■ Exercise aim
Copy every line of the material below without changing a single word or character.

####

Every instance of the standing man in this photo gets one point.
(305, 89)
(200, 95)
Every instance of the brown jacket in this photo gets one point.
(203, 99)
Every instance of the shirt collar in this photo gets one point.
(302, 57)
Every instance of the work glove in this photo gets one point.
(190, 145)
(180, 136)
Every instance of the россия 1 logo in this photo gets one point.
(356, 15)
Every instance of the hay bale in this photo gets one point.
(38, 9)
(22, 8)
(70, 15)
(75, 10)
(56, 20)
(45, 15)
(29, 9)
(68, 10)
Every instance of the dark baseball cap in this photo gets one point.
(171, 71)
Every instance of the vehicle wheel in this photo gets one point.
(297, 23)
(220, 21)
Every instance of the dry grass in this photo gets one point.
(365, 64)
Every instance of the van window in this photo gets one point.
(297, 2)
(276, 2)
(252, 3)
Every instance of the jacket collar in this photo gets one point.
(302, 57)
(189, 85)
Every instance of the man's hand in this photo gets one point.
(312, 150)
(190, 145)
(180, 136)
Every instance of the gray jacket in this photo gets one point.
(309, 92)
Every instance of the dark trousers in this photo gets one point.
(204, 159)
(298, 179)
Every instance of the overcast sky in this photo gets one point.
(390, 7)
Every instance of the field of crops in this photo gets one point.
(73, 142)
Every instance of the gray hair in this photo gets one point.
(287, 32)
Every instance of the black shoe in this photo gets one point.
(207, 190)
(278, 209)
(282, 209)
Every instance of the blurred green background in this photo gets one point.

####

■ Exercise output
Every instance of the standing man in this photo gets one point.
(305, 89)
(200, 95)
Every instance of the brown jacket in this photo gets one point.
(203, 99)
Every instance of the shirt collar in this photo gets one point.
(302, 57)
Every instance of the work glove in this photo gets one point.
(190, 145)
(180, 136)
Every instance of the россия 1 logo in this photo gets one point.
(356, 15)
Every instance of the hay bale in this photo gets one point.
(38, 9)
(22, 8)
(70, 15)
(75, 10)
(56, 20)
(45, 15)
(29, 9)
(68, 10)
Every instance of the dark baseball cap in this photo gets one point.
(171, 71)
Every instance of the vehicle wheel in this photo gets one point.
(297, 23)
(220, 21)
Every instance of the dry grass in this photo gets one point.
(365, 64)
Every instance of the van window in this photo gets one point.
(297, 2)
(276, 2)
(252, 3)
Every instance of the jacket collar in this photo gets one point.
(302, 57)
(189, 85)
Every instance of the man's hand in this photo gets one point.
(312, 150)
(190, 145)
(180, 136)
Every instance of the gray jacket in this photo gets one point.
(309, 92)
Every instance of the dark trousers in this photo gets one point.
(204, 159)
(298, 179)
Every instance of the overcast sky in this photo gets one point.
(390, 7)
Every instance of the field of crops in this photo gets one point.
(73, 142)
Every instance of the gray hair in this photo gets one point.
(287, 32)
Every instance of the black shoe in this photo gets one point.
(207, 190)
(278, 209)
(282, 209)
Every instance of the blurred green background in this photo gets one point.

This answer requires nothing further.